[Text passage start]

With the threat of fanatical reprisals looming large over so many artists’ heads, Saleem shows great daring in his frank treatment of his subject, especially considering that his chief exponents are homosexual. However, within the context of this somewhat radical departure, Saleem’s remains a carefully subdued dialectic, a respectful examination of both sides of the conflict that ends with a floridly pro-Palestinian brush stroke.

For all his passion and promise, Saleem is still an apprentice playwright, judging from certain cracks in his craft. For example, his drama’s vast but repetitive ideological agenda is encompassed primarily at the expense of character development. Like seasoned debaters pitted against a time clock, the characters launch into charged political exchanges upon first meeting--and most meetings thereafter.

[Text passage end]

**Exercise instructions**
a – Answer each question from the review of Saleem's play, using one line per answer and marking each answer (i), (ii) or (iii).
(i) What sexual orientation does the review give for Saleem's chief exponents?
(ii) What kind of brush stroke does the review say ends his examination of the conflict?
(iii) At whose expense, according to the review, is the drama's ideological agenda encompassed?
b – List every positive quality that the review of Saleem's play credits to Saleem himself, naming each with a single noun taken from the text.
c – Carry on the review of Saleem's play from its last sentence, keeping its tone and focus.

[Entries shown start]

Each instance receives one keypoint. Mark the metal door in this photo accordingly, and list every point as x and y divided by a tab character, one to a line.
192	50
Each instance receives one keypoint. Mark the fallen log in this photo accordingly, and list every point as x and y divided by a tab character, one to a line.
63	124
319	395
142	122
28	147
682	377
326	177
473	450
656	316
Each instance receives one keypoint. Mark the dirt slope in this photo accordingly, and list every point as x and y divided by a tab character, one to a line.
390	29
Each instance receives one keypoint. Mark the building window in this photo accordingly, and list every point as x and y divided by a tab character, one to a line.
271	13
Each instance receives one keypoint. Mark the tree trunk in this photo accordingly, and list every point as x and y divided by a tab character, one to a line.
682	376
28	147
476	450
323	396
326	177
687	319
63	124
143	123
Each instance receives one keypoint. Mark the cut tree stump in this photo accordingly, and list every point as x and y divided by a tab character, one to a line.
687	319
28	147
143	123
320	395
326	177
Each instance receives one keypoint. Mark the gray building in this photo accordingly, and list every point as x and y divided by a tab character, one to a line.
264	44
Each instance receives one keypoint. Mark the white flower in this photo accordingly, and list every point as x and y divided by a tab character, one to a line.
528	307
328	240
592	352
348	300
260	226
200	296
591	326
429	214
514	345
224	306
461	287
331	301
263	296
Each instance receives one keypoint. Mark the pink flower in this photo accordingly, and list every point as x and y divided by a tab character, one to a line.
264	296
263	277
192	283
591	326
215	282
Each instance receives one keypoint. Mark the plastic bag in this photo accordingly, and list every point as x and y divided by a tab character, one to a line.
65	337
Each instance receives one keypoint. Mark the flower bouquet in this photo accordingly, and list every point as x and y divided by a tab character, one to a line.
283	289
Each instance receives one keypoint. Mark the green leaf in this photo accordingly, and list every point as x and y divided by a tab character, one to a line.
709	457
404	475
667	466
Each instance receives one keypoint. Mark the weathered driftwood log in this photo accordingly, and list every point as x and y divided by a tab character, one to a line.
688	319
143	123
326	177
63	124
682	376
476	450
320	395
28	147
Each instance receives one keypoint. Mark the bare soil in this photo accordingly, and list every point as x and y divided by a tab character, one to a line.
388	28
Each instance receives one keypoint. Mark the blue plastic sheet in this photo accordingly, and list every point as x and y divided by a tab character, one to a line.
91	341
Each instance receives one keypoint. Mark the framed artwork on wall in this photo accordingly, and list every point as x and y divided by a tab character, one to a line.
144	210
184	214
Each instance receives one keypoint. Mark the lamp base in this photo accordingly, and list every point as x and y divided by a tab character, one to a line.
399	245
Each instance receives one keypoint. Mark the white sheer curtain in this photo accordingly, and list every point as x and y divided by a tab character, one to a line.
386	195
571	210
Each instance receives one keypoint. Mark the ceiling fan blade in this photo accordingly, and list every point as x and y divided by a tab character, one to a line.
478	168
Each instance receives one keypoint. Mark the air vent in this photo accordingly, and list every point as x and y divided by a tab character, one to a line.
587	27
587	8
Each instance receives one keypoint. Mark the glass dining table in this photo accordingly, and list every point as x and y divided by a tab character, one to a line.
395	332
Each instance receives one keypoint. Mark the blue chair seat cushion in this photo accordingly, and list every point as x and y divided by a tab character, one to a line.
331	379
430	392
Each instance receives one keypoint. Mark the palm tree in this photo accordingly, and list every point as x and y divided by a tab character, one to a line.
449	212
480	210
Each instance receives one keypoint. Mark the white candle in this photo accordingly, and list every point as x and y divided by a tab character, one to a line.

[Entries shown end]

**Written responses**
a –
(i) They are homosexual.
(ii) A floridly pro-Palestinian brush stroke.
(iii) At the expense of character development.

b – daring, passion, promise

c –
Clayton Tripp’s set is simple yet utilitarian, as is the lighting design by Tripp and Michael L. Chisman. A hypnotic Middle Eastern potpourri, the sound design (by Migliaccio, Saleem, Tripp and Chisman) wavers between the subtle and the overdone (as heard in the soap-operatic strains of Nabeel and Yaron’s love scenes).

Saleem missteps into stereotype with the introduction of Yaron’s Israeli army officer brother David (Bryn Pryor), who later brutally interrogates the newly returned Nabeel. Despite its polemicism, however, “Salam Shalom” examines the mounting dangers of generational intractability from an audacious new perspective.